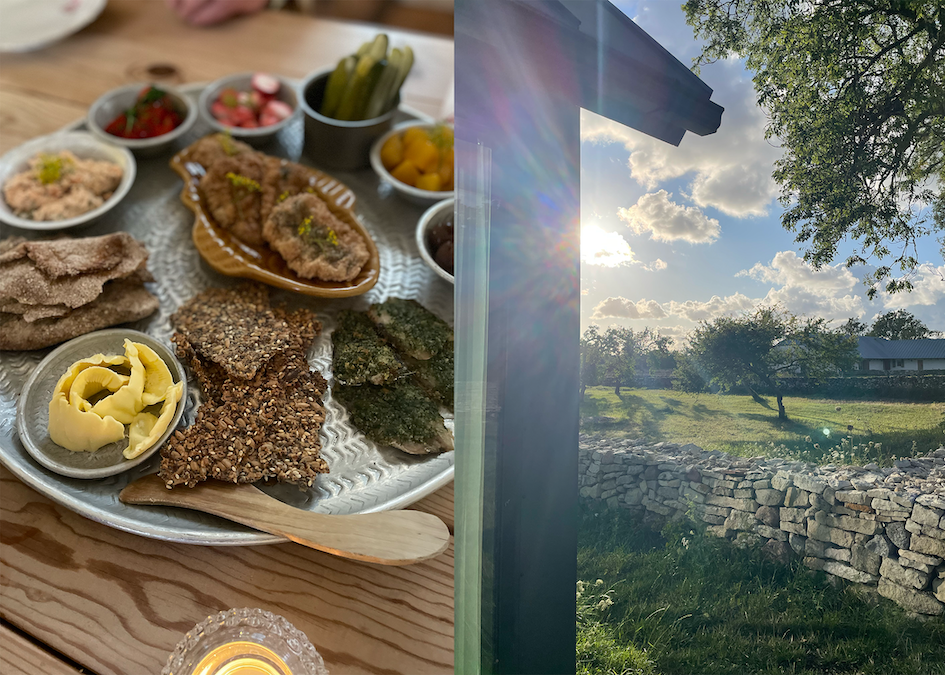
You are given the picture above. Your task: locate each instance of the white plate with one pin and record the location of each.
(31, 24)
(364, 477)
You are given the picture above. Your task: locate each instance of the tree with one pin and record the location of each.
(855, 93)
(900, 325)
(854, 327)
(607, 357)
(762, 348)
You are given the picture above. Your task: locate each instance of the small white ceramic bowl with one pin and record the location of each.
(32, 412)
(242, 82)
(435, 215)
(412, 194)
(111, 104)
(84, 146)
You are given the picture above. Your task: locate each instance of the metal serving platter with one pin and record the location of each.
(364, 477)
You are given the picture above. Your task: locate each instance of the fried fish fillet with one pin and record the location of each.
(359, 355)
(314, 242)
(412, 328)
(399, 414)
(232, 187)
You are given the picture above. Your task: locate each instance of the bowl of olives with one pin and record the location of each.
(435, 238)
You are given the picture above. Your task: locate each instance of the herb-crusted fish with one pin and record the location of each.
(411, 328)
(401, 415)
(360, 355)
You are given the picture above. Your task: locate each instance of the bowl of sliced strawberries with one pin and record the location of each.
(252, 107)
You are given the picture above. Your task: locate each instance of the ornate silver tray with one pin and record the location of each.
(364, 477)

...

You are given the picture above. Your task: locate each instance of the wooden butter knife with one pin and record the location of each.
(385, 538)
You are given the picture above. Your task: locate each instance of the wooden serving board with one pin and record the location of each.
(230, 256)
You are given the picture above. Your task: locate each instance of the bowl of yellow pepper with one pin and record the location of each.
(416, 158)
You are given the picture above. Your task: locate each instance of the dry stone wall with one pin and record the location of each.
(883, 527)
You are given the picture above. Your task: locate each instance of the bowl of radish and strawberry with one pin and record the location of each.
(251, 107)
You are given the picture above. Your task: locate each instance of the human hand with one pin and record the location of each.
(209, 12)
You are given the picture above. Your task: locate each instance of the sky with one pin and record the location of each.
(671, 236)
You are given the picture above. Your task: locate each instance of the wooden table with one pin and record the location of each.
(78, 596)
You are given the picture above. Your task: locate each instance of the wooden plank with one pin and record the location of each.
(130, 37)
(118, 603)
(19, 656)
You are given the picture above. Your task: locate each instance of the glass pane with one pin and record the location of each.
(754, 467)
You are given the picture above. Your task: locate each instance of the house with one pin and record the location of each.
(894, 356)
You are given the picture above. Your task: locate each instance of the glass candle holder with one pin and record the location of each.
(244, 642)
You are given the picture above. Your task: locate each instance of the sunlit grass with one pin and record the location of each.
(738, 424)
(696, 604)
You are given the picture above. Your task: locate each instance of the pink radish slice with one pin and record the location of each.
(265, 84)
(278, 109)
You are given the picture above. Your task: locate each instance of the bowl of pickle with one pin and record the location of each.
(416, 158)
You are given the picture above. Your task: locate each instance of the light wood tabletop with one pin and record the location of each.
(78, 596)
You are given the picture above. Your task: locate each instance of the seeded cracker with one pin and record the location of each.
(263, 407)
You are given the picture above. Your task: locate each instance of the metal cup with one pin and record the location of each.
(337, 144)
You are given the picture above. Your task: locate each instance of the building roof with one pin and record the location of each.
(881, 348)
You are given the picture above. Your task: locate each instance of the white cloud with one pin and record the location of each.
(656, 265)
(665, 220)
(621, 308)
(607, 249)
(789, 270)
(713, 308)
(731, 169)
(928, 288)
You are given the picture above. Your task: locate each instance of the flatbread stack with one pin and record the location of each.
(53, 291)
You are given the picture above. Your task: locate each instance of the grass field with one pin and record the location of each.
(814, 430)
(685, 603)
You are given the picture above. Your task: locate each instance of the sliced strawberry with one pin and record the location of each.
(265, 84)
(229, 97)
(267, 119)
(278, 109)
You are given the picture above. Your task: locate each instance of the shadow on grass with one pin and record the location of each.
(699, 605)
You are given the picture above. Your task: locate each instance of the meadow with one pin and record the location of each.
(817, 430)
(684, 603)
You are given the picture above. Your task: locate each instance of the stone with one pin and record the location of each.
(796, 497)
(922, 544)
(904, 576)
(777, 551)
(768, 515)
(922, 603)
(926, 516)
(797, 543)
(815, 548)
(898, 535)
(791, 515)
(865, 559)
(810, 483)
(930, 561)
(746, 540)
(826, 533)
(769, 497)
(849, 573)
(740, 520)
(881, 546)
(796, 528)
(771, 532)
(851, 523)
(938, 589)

--

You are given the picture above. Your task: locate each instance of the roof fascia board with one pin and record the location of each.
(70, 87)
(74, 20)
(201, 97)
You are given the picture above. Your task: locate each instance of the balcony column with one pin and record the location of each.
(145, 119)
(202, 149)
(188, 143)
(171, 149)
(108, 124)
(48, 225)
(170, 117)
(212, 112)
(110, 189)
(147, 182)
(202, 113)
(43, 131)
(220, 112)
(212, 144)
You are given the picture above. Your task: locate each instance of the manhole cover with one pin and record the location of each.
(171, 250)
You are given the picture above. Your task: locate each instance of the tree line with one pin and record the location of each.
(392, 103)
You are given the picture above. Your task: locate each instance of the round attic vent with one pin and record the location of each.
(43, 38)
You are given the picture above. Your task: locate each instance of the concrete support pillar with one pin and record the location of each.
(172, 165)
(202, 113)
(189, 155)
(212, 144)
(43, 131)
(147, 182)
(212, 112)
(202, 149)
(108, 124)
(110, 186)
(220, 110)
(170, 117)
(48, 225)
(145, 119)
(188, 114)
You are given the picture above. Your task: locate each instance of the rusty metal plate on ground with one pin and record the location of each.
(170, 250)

## REQUEST
List every line in the entries above that contains the string "bowl". Matching is case-sensitive.

## OUTPUT FOR THIS EXERCISE
You are given the picture above. Your task: locate each instance of the small white ceramic bowl with one pin and record the location of each.
You are given the picture above. Your task: locate each instance of the bowl of olives with one pin and record the location of each.
You are given the picture above. Your task: locate each instance of the bowl of sliced strawberries with one pin and record the location of each.
You are given the picture above. Your task: locate each instance of the bowl of yellow pepper with one pin and record the location of each.
You are given the picture above. Your task: locate each instance of the bowl of radish and strawberry with one pin and record the location of each.
You are given the picture above. Your task: locate each instance of the bowl of pickle with one pin and record the location of each.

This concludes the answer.